----- LISTING -----

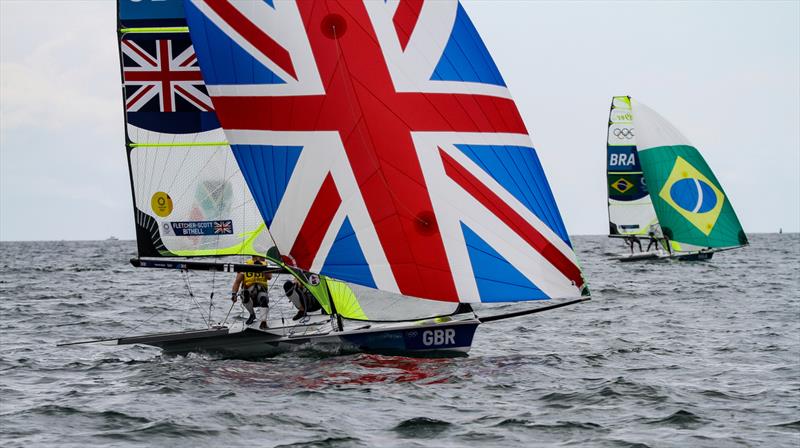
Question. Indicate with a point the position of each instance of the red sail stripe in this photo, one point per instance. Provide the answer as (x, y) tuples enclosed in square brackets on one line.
[(139, 95), (189, 60), (200, 103), (141, 53), (511, 218), (316, 224), (405, 19), (253, 34)]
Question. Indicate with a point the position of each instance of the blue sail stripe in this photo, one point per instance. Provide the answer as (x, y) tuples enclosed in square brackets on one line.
[(518, 170), (213, 47), (346, 260), (465, 57), (496, 278)]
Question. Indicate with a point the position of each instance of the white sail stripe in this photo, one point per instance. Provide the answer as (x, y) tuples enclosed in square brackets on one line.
[(449, 223), (203, 100), (323, 153), (652, 130), (144, 63), (454, 205), (135, 106), (430, 140), (509, 244), (241, 41), (282, 23), (328, 240)]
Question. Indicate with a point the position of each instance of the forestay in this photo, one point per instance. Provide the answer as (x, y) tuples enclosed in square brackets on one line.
[(189, 195), (382, 147)]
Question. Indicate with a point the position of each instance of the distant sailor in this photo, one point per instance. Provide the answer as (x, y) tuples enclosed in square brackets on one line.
[(653, 233), (254, 290), (631, 240), (301, 298)]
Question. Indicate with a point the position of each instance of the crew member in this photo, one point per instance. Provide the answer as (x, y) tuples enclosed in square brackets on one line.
[(254, 290), (301, 298)]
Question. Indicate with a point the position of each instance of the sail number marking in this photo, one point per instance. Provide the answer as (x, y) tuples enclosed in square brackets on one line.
[(439, 337)]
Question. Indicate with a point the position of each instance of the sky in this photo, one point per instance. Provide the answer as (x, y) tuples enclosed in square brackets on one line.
[(727, 74)]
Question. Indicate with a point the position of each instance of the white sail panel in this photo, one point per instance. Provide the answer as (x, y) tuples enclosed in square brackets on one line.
[(630, 210), (357, 199)]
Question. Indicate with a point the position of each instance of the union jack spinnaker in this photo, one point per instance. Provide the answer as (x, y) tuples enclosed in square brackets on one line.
[(371, 142)]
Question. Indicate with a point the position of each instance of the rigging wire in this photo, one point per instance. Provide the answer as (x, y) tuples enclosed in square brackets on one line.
[(191, 295)]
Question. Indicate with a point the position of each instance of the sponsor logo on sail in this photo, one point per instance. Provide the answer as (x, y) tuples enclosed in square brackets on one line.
[(622, 185), (693, 195)]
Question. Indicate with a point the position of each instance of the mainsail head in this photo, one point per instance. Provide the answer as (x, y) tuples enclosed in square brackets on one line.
[(382, 147), (190, 198), (630, 210), (691, 205)]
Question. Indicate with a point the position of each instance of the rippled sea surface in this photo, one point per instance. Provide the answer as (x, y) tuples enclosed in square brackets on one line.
[(667, 354)]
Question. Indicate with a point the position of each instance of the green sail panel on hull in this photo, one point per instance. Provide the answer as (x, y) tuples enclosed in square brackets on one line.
[(690, 203)]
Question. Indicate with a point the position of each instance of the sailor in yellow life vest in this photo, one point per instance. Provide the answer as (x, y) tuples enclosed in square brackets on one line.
[(254, 290)]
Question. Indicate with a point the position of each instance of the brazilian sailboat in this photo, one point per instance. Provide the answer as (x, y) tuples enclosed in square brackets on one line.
[(662, 192), (371, 150)]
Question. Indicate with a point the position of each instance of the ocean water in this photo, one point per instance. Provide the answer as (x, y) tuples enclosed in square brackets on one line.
[(667, 354)]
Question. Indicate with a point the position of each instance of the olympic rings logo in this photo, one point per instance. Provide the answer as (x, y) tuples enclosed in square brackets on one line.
[(623, 133)]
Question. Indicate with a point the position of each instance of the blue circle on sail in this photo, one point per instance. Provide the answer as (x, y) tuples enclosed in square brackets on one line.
[(693, 195)]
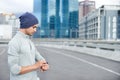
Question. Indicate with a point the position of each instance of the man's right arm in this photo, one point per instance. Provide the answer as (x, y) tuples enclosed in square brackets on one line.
[(26, 69)]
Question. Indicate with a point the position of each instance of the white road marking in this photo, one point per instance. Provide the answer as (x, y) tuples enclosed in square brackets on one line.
[(85, 61), (2, 51)]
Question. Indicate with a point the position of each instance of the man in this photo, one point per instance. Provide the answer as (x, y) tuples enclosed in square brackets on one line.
[(23, 58)]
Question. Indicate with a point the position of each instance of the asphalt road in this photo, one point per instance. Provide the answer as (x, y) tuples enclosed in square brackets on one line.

-----

Copy out all of the material above word for word, leaving out the pictures.

EXERCISE OUTPUT:
Question. Indicate with a point the position of each instance of the red sail stripe in this photo, one point per instance. Provide the answer as (x, y) tuples enclosed in square brackets on one line.
[(139, 95), (189, 60), (200, 103), (141, 53), (511, 218), (316, 224), (405, 19), (253, 34)]
Question. Indicate with a point the position of each instance of the blue sail stripe in this photo, one point per instance. Provide the answer as (x, y) tuples enclosed in square brackets on one line.
[(518, 170), (213, 47), (346, 260), (465, 57), (496, 278)]
Question. Indicate with a point the position of each instance of the white sail stripe in this photo, one point per instance. Provide the answer as (x, y) tuples enclosed in square brackets on one line.
[(449, 223), (203, 100), (323, 153), (652, 130), (144, 63), (454, 205), (135, 106), (430, 140), (509, 244), (241, 41), (282, 23), (328, 240)]
Question. Indicate with a point the position of each instance of the forestay in this photo, one point per instance. Provide the answer as (x, y) tuples enclosed in square brackets on one line.
[(189, 195), (382, 147)]
Question. Indicate with a point the position of each instance of the distant sailor in this photo, one point per instance. Provide the answer as (x, y) tuples enclosed in square brackets on one line.
[(653, 233), (254, 290), (631, 240), (301, 298)]
Question. Indicate with a point the position of each instance of the crew member in this photo, one point per instance. Provide the answer as (x, y) tuples enclosed in square brackets on one line.
[(254, 290), (301, 298)]
Question. Indicate with a point the position of each instance of the sail number marking in this photo, one point per instance. Provide the answer as (x, y) tuples enclosed in square brackets on one line.
[(439, 337)]
Question. Indicate with a point the position of each instance of the sky in this photo, one point per instance. Provide the answer as (x, y) tuples enclosed in square brackets on one line.
[(727, 74)]
Question. Indicate with a point the position of each instance of the white sail panel in this photo, one point per instance. Provide the answer as (x, y) tuples enclosed in square brackets on one line.
[(630, 210), (357, 199)]
Question. Indicate with a point the position of each instance of the union jack spinnaker in this photo, one point per instance. Provide the answer as (x, y) tuples enclosed in square brackets on one line.
[(371, 142)]
Question. Indicate with a point the position of each instance of the rigging wire in this photo, one point per instance. Provide the answer as (x, y) tuples enclosed in square brackets on one line.
[(191, 295)]
Question. Indicate with a point the position of each instance of the sponsor logo on sail in this photo, one point per instance. Provide the answer as (x, y) tuples enclosed in square brackets on one line.
[(622, 185), (693, 195)]
Question. Indicate with a point the position of each instance of the mainsail head in this photo, one point per instance. Provide the answer as (x, y) tuples enclosed in square brackets on one line.
[(382, 147), (190, 198), (630, 210), (691, 205)]
Question. Indicate with a point the position of each instance of the rippled sea surface in this photo, one point per instance. Provide the answer as (x, y) tuples enclosed in square brackets on one line.
[(667, 354)]
Question. Indicate with a point the position of each instance of the green sail panel on hull in this photo, one point per instance. Provide the answer as (x, y) tuples enclosed in square brackets on one line.
[(690, 203)]
Question. Indicate with a point the position of each instance of the sailor in yellow life vest in this photo, one point per instance. Provide the answer as (x, y) tuples enclosed in square brackets on one line.
[(254, 290)]
Question. Indicate with a point the position of each instance of the brazilian sailboat in this photo, one point per instance. Provide the answer as (x, y) tuples enclosed in square brackets on one line.
[(662, 192), (371, 150)]
Question. Indicate with a point the position of each instance of the ocean water in this photo, one point per instance. Provide the answer as (x, y) tuples enclosed in square brackets on one line.
[(667, 354)]
Question. Indicate with a point the position of each instance of the olympic rings logo in this photo, one point per instance. Provide the answer as (x, y) tuples enclosed in square brackets on one line.
[(623, 133)]
Question. Indicate with a point the position of each instance of the blue circle on sail in this photo, one point per instance. Provide the answer as (x, y) tuples enclosed in square brackets on one line.
[(693, 195)]
Question. Indicate with a point the position of each instance of the man's right arm in this photo, one point per instance. Provide the answer as (x, y) tuples enclosed in square brackets on one line.
[(26, 69)]
Question. Indicate with a point the position of each instance of the white road marking in this photo, one point per instance. Provide the answer as (x, y) tuples enclosed in square brackets on one line.
[(85, 61), (2, 51)]
Question. Indicate with a point the position of each instance of the man in this photo, one point per instance. Provide the answer as (x, y) tuples enclosed in square brackets on one line.
[(23, 58)]
Question. Indicate with a point the position of each instance of the asphalt road in this photo, one point per instance. Provide the answer as (x, y) tuples enclosed in square brackets on one line.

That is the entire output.